*Task objective*: With the line containing "Practice step: put a point on each instance of the stone" as the first line and the last line of the records as the final one, reproduce that range exactly.

*Extracted material*:
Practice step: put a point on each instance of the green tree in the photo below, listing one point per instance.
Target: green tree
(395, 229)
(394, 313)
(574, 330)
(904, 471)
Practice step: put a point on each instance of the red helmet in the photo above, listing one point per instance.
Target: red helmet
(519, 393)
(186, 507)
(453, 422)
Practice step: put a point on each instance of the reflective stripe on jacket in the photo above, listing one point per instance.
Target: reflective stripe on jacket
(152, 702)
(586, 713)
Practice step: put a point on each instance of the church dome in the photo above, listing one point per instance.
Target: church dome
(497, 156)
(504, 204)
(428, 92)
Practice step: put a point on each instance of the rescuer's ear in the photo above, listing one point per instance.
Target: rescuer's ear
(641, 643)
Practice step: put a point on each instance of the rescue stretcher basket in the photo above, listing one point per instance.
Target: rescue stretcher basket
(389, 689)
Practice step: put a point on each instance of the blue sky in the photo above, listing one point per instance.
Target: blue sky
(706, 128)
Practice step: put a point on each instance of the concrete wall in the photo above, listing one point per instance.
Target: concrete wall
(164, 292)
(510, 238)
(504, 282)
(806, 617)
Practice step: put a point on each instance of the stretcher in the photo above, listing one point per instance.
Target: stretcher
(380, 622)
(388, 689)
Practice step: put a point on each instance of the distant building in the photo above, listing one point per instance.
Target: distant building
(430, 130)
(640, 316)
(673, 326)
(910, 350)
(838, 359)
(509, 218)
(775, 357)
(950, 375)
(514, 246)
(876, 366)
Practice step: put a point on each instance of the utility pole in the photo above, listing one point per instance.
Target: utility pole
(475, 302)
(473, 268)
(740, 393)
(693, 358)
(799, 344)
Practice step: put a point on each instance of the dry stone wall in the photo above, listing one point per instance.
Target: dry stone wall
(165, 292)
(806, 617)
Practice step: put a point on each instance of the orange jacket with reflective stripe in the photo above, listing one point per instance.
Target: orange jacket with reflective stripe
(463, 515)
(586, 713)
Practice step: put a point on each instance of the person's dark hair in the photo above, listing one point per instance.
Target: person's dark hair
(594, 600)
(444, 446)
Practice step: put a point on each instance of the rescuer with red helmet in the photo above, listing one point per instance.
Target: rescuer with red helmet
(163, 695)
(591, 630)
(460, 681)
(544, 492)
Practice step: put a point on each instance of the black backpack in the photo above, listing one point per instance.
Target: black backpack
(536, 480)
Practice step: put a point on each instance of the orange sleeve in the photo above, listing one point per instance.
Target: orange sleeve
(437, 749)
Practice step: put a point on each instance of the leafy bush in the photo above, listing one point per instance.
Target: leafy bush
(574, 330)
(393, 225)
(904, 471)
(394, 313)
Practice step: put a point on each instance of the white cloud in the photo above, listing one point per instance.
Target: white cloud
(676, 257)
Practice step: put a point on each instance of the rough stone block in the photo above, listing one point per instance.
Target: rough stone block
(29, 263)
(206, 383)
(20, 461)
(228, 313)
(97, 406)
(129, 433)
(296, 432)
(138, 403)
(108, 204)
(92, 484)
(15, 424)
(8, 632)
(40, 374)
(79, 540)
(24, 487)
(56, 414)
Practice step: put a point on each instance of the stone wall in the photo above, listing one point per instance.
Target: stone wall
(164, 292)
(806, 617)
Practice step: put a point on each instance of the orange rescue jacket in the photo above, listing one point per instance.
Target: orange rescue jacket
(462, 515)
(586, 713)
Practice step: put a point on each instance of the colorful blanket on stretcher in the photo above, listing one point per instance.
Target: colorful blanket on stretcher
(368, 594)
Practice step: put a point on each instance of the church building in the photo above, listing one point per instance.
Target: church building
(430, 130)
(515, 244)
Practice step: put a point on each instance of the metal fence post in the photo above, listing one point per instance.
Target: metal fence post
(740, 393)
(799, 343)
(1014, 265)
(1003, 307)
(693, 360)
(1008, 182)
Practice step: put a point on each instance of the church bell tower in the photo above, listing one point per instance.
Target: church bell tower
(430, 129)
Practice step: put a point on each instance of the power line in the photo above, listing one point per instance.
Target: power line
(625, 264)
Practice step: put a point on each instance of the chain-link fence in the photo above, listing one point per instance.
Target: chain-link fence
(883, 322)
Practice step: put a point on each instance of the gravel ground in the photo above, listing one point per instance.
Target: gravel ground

*Expected answer*:
Practice step: put a point on each instance of the stone wall in the photo above, listing one point per instance.
Target: stone wall
(164, 292)
(806, 617)
Practice step: put a point on each instance of the orange rescue jacket in the photo above, listing one point per instance.
Target: orange rescue jacket
(462, 515)
(586, 713)
Practice step: put a point on each instance of the colorful blanket on stretcher in the photo above, listing one point per instance.
Target: colorful blanket on stretcher
(368, 594)
Practice step: put a point on each instance of the church building in the photo above, listing one point per instance.
Target: church building
(430, 130)
(515, 244)
Practice step: put a point on each instance of the metal fence post in the photo above, listing one point per instance.
Target: metal fence post
(740, 393)
(799, 343)
(1014, 265)
(1003, 307)
(693, 360)
(1008, 182)
Practice step: put a point on each instance of the church bell tower in the photo above, listing one point per instance.
Target: church bell tower
(430, 129)
Practice step: put a point on each instance of the power line in the photo above, listing one point per instance.
Target: power line
(625, 264)
Practice step: put a point on each instance of the chain-link fence in the photo above, listing one point per instance.
Target: chain-link fence
(883, 322)
Practice step: put a point on each instance of the gravel ground in the photo above, listing one point per instance.
Target: gravel ground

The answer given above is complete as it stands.